## [ÉNONCÉ DU PROBLÈME]
Prolongez le texte sur la crise politique au Sénégal à la suite de sa dernière phrase.

## [EXTRAIT DU DOCUMENT]
□ □ □
Un communiqué du PASTEF, son parti, en date du 1er juin 2023 appelle comme suit : « Pastef les Patriotes invite les forces de l’ordre et l’armée à se mettre du côté du PEUPLE [sic] opprimé par Macky Sall. Elles doivent désobéir aux ordres illégaux et anti-républicains ! LA PATRIE OU LA MORT, NOUS VAINCRONS [sic] ».

Ce lexique marque la grammaire politique du parti et de son leader, résolument décidé à s’inscrire dans un rapport de force avec le pouvoir, matérialisé par l’expression « Gatsa, gatsa », déclinaison de la loi du Talion qui suscite l’assentiment de ses partisans.

Dans les deux camps, on se rejette les responsabilités, la police sénégalaise serait infiltrée par des nervis. Ousmane Sonko se serait payé les services de milices paramilitaires. Il faudra longtemps au Sénégal pour retrouver les voies de la concorde nationale et nombreux sont les internautes à affirmer sur les réseaux sociaux que le Sénégal qu’ils ont connu n’est plus…

Pourtant, ce combat entre deux hommes élude une scène politique plus diversifiée. Des hommes politiques de la coalition Yewwi Askan Wi (Libérer le peuple), dont Sonko apparaissait comme figure centrale, prennent le large. Barthélémy Dias, maire de Dakar, semble se désolidariser de son camarde politique. Khalifa Sall et Abdoulaye Wade ont quant à eux décidé de participer au dialogue national.

Aussi n’assiste-t-on pas à une recomposition de la scène politique sénégalaise ? Auquel cas rappelons que le parti de Sonko a remporté 15% des suffrages lors des législatives de juillet 2022. Si la dynamique se cristallise certes autour de lui, il ne faut pas sous-estimer le poids de ses alliances qui s’effritent et ne s’alignent pas nécessairement dans cette stratégie politique de la confrontation.

La démocratie en danger ?
L’entêtement de Macky Sall à laisser planer le doute sur un troisième mandat que ses partisans appellent de leurs vœux, que certaines arguties judiciaires avalisent, l’élimination de ses opposants, le tour de vis autoritariste, grippent sérieusement la démocratie sénégalaise pourtant réputée pour sa stabilité.
□ □ □
## [DONNÉES AFFICHÉES]
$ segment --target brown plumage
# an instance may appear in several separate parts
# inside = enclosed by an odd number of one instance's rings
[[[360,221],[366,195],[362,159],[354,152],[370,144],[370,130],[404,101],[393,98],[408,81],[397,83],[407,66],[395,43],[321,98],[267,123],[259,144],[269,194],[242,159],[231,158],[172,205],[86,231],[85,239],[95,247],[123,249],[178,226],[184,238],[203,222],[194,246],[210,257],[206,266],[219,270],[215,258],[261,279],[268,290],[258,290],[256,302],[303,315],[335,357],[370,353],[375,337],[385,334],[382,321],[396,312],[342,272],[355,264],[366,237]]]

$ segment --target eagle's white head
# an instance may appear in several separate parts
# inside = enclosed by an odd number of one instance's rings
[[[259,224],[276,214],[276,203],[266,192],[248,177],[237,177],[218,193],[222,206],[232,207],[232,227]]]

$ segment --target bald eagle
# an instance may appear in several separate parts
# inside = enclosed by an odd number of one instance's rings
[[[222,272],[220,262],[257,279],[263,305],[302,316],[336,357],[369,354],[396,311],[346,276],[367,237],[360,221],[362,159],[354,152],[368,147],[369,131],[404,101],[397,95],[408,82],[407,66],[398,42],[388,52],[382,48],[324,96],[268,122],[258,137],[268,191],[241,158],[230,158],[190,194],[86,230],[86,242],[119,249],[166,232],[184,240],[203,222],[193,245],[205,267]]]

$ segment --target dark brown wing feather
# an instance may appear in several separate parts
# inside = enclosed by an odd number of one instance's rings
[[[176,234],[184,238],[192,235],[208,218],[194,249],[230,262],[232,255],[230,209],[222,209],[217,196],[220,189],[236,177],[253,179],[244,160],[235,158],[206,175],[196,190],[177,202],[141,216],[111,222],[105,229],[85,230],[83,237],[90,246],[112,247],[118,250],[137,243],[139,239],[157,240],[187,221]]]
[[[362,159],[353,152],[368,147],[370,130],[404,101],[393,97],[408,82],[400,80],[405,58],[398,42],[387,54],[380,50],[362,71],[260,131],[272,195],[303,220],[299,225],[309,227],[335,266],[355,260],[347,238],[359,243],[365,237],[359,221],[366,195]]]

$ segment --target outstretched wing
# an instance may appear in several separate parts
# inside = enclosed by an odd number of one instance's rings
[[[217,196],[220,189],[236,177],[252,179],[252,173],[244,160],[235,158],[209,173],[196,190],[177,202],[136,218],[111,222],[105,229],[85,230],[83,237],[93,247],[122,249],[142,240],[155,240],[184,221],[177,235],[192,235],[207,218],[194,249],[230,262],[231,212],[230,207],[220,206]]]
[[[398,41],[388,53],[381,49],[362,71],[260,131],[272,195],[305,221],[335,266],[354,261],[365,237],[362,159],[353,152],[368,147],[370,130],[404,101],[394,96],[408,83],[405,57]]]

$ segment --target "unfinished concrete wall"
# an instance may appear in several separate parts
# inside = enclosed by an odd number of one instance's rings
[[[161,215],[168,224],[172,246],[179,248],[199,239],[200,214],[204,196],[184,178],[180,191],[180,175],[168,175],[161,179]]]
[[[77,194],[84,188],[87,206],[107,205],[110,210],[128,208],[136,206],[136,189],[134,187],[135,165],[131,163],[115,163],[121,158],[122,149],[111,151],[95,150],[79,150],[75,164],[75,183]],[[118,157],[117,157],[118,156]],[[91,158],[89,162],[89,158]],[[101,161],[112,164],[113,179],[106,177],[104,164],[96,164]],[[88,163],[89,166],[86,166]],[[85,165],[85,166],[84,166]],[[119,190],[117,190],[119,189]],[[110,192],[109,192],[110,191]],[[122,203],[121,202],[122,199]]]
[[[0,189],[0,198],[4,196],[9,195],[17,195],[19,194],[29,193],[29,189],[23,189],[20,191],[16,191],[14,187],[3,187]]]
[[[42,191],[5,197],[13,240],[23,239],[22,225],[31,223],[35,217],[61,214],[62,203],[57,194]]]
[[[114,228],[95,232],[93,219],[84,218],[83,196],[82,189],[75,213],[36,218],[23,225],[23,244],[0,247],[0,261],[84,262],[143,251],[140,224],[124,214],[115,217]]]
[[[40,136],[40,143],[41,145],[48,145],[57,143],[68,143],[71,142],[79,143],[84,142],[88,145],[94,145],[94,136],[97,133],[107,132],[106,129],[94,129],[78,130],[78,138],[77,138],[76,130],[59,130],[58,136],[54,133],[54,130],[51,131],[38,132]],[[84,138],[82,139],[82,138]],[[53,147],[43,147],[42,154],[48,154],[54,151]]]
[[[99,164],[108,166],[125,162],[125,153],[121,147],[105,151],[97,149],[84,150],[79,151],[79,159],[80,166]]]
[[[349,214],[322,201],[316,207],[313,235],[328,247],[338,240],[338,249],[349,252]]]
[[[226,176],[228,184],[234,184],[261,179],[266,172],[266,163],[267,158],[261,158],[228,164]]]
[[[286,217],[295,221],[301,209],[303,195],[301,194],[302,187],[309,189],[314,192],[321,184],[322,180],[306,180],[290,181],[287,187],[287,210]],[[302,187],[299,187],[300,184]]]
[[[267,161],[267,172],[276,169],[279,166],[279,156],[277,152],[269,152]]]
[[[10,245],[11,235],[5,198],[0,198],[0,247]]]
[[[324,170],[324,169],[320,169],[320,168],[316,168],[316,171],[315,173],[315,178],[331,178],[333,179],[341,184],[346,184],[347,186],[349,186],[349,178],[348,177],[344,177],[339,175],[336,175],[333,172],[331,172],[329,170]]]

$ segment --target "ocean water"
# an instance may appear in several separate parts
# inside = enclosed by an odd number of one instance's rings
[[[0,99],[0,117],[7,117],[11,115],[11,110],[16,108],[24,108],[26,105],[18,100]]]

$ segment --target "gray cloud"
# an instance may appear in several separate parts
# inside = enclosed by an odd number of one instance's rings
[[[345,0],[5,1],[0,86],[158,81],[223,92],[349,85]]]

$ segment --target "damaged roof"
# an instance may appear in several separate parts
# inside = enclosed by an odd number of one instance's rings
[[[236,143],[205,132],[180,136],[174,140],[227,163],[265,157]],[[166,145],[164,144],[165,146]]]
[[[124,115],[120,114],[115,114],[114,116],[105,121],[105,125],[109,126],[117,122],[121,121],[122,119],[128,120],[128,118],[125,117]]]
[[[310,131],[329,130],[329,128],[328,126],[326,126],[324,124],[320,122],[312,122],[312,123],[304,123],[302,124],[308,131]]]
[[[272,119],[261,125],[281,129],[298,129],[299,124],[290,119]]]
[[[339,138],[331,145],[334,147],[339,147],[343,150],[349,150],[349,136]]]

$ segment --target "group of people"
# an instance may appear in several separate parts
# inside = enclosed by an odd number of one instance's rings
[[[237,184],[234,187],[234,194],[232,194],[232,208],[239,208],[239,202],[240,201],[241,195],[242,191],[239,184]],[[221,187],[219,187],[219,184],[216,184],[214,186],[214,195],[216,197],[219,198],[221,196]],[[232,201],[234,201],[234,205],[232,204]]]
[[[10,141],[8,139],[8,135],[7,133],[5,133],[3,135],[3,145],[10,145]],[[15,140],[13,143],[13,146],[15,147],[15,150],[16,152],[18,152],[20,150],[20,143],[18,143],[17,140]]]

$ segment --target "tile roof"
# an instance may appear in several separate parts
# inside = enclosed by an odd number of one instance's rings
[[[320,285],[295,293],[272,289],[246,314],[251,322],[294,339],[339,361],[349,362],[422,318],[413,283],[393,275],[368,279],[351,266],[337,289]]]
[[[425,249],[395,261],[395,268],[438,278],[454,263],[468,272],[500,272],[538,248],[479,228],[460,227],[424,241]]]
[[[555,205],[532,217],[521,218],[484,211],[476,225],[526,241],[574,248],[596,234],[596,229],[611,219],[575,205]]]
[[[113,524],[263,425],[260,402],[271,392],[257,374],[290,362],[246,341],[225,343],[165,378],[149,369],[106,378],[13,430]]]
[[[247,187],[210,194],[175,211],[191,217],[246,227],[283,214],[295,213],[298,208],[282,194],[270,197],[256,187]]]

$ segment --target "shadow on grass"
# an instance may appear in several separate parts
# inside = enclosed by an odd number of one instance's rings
□ □ □
## [CORRIGÉ DE L'EXERCICE]
Le danger est plus grave encore. La justice dénoncée comme inféodée à l’exécutif sape la confiance dans les institutions. C’est la République qui est en danger dans un contexte de violence sous-régionale.

Les djihadistes ont depuis longtemps infiltré le Sénégal. Une myriade de cellules dormantes, qui attendent la faille géopolitique, d’autant plus que le modèle sénégalais, composé de confréries, a toujours été une cible des mouvements fondamentalistes. Sur un autre volet, le passif de la guerre irrédentiste en Casamance, suscite des craintes, d’une alliance d’opportunismes.

Le MFDC (Mouvement des forces démocratiques de Casamance) ne pourrait-il pas reprendre les armes au risque de menacer l’intégrité territoriale du Sénégal ? L’armée restera-t-elle loyale au gouvernement ? Dans cette séquence d’incertitudes, les scénarios pessimistes se bousculent. Les confréries pourront-elles temporiser la situation ? Cela reste à voir.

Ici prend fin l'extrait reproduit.